[[ MATERIAL SHOWN open ]]

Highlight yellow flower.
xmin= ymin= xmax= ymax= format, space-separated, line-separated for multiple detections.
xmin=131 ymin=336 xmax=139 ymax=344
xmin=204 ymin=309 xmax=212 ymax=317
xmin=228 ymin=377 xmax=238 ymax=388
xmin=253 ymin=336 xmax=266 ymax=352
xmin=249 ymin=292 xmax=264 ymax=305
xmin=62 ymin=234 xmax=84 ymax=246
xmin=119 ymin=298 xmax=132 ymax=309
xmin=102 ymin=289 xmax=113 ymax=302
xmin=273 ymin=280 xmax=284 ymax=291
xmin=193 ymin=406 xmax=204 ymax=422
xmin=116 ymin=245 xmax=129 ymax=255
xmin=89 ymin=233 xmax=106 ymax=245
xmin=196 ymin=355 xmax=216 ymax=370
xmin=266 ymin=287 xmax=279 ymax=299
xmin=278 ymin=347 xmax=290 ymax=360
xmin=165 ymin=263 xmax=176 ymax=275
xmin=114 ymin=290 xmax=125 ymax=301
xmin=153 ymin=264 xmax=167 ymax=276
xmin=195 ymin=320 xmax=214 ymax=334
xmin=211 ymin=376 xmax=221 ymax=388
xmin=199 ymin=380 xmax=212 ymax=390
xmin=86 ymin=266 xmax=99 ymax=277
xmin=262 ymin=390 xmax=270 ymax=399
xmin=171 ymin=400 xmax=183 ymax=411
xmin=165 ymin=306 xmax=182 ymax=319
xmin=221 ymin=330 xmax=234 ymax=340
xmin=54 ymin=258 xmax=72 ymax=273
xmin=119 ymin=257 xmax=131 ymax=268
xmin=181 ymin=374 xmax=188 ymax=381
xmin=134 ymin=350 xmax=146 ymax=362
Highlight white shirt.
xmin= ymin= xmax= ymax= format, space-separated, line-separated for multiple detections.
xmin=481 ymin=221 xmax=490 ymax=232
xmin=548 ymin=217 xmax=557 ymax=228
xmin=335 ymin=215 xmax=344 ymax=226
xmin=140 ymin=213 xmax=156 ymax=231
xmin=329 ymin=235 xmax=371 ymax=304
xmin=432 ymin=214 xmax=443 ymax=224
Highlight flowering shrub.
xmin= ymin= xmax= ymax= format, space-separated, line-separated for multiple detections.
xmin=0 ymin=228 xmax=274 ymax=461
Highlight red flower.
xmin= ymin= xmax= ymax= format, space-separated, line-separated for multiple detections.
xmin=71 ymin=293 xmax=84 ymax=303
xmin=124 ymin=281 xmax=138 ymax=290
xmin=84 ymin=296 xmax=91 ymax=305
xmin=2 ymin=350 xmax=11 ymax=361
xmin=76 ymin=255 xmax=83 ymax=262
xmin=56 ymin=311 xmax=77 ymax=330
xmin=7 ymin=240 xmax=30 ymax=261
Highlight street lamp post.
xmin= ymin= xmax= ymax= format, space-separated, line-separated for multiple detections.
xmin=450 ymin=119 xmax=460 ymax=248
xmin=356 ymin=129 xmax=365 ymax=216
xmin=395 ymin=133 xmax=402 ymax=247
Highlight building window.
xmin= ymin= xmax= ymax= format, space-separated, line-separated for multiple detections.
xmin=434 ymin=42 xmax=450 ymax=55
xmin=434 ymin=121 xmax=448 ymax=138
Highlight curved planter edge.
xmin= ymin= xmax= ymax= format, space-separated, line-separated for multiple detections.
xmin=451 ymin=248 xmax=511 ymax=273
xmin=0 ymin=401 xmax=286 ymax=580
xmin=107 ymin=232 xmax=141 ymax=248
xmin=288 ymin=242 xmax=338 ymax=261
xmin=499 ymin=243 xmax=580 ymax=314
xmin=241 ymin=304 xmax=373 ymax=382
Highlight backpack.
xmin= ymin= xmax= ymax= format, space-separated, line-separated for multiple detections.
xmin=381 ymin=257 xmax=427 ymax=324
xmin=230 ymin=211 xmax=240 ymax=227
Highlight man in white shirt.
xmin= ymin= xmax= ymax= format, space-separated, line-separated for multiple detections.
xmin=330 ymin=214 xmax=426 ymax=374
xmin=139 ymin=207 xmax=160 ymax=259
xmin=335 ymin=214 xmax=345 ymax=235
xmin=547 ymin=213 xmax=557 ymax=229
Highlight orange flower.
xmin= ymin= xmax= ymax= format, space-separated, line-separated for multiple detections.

[[ MATERIAL SHOWN closed ]]

TASK GOAL: In the data above, how many lines carry the string "shirt"? Only the number should be given.

TASK RESULT: 2